— Begin Extracted material —
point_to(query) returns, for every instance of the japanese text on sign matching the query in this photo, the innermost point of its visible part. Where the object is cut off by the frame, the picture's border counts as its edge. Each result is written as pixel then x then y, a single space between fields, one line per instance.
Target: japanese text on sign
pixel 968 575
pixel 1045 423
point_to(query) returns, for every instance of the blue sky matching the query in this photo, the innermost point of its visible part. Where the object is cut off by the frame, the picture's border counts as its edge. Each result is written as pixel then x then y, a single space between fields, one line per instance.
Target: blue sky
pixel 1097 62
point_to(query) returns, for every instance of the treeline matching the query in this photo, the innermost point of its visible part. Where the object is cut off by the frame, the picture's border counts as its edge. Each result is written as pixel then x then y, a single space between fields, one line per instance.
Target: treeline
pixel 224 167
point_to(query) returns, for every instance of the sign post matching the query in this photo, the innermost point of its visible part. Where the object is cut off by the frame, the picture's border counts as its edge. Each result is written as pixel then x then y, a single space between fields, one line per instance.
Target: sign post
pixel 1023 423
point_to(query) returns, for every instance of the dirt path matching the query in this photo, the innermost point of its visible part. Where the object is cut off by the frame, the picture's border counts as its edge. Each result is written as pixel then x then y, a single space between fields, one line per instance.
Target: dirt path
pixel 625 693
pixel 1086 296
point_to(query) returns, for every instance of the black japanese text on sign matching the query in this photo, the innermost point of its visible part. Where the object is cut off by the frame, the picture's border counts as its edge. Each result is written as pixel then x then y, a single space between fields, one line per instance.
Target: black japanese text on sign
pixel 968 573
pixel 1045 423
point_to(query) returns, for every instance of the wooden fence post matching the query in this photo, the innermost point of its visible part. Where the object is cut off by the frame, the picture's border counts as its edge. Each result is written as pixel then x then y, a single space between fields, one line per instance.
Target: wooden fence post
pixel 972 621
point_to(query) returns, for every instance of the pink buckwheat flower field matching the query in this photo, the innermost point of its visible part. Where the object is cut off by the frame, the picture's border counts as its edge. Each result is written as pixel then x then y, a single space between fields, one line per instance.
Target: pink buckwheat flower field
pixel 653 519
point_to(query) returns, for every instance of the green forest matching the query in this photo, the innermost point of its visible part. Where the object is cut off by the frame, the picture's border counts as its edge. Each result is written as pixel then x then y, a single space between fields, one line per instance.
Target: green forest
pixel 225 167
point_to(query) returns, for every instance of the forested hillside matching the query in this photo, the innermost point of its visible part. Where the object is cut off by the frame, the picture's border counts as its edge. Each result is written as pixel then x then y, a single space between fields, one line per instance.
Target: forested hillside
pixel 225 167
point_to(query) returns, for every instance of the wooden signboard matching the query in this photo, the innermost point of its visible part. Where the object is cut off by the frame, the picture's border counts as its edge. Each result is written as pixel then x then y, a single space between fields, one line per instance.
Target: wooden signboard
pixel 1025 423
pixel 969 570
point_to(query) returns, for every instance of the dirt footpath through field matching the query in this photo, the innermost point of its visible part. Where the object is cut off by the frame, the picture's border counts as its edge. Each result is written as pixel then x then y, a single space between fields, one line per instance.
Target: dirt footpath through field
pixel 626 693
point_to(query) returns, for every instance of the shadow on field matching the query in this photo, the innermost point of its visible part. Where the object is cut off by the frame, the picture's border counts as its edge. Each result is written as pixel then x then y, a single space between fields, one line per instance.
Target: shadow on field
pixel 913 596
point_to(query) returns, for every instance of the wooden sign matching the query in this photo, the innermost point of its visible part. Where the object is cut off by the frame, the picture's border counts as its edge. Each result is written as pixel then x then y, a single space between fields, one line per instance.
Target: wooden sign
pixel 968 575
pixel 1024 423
— End Extracted material —
### What the task asks
Print all of the material above again, line for line, with no changes.

### Result
point_to(query) returns, for every instance of the japanese text on sign matching the query in this photo, the innermost point of its visible part. Where the object is cut off by the frame, the picture's border counts as its edge. Each result is written as pixel then x then y, a single space between fields, one line per instance.
Target: japanese text on sign
pixel 968 575
pixel 1045 423
point_to(query) returns, for every instance of the blue sky matching the query in this photo, the innermost point of its visible part. Where the object is cut off by the frame, the picture's border counts as its edge. Each result is written as pixel then x then y, a single space between fields, one line per instance.
Target: blue sky
pixel 1097 62
point_to(query) returns, for every instance of the treeline matching the query in this photo, the innermost point of its visible part. Where the object is cut off by the frame, the picture's border counts as its edge. Each result is written as pixel then x then y, a single space between fields, one line per instance.
Target: treeline
pixel 224 167
point_to(query) returns, for every instance of the sign post matching the query in this photo, the innermost point of its visible part. Where the object is cut off by the frame, the picture's border counts as its edge. Each result is written as pixel then x then y, a single space between fields, one line per instance.
Target: sign post
pixel 1023 423
point_to(query) returns, for every instance of the dirt path matching the query in this photo, the innermost point of its visible part. Where the object is cut off by the frame, the picture's border counts as its edge. Each result is written as pixel then x then y, a single space between fields, one line per instance.
Target: dirt path
pixel 625 693
pixel 1086 296
point_to(query) returns, for every instance of the black japanese text on sign matching the query in this photo, the innermost point of its visible part. Where the object is cut off by the frame, the picture's border counts as its edge. Each result is written as pixel then x then y, a single space between fields, one line per instance.
Target: black japanese text on sign
pixel 968 573
pixel 1045 423
point_to(query) returns, for every instance of the wooden fence post matching the query in this photo, the innermost point of its visible part. Where the object is cut off by the frame, the picture's border counts as its edge. Each result is written as pixel then x then y, a single space between fields, one line per instance.
Target: wooden fence post
pixel 972 621
point_to(query) returns, for every instance of the pink buckwheat flower field matching the query in this photo, the innermost point of its visible part. Where the object is cut off by the frame, the picture's border counts as its edge. Each result is written as pixel then x then y, a single space between fields, one line per instance.
Target: pink buckwheat flower field
pixel 653 519
point_to(query) returns, for every instance of the green forest matching the query in this photo, the innermost point of its visible part. Where the object is cut off by the frame, the picture's border counts as its edge. Each result is written as pixel then x then y, a single space between fields, one line per instance.
Target: green forest
pixel 225 167
point_to(query) returns, for every instance of the forested hillside matching the query in this photo, the innermost point of its visible part. Where the object is cut off by the frame, the picture's border counts as its edge. Each result is written as pixel then x then y, a single space between fields, one line per instance.
Target: forested hillside
pixel 225 167
point_to(query) returns, for every instance of the wooden signboard matching the query in this photo, the innermost point of its visible part. Where the object is cut off by the frame, the picture's border counts as its edge. Each result is written as pixel then x then y, a single space between fields, one line per instance.
Target: wooden signboard
pixel 1025 423
pixel 969 570
point_to(query) returns, for every instance of the dirt footpath through field matching the query in this photo, the innermost point of its visible part. Where the object is cut off by the frame, the picture's border counts as its edge. Each result is written as pixel then x then y, a single space between fields, one line per instance.
Target: dirt footpath through field
pixel 626 693
point_to(query) returns, for every instance of the shadow on field matching the query in this photo, the innermost point of its visible part. Where the object is cut off by the frame, the picture's border counts as its edge. Each result is written as pixel then x then y, a single space between fields, one line per instance.
Target: shadow on field
pixel 913 596
point_to(query) returns, for every instance of the wooden sign matching the query in this photo, the innermost point of its visible part. Where the object is cut off by the frame, the picture's border counts as its edge. Each result is written as pixel then x then y, a single space between fields, one line per instance.
Target: wooden sign
pixel 968 575
pixel 1024 423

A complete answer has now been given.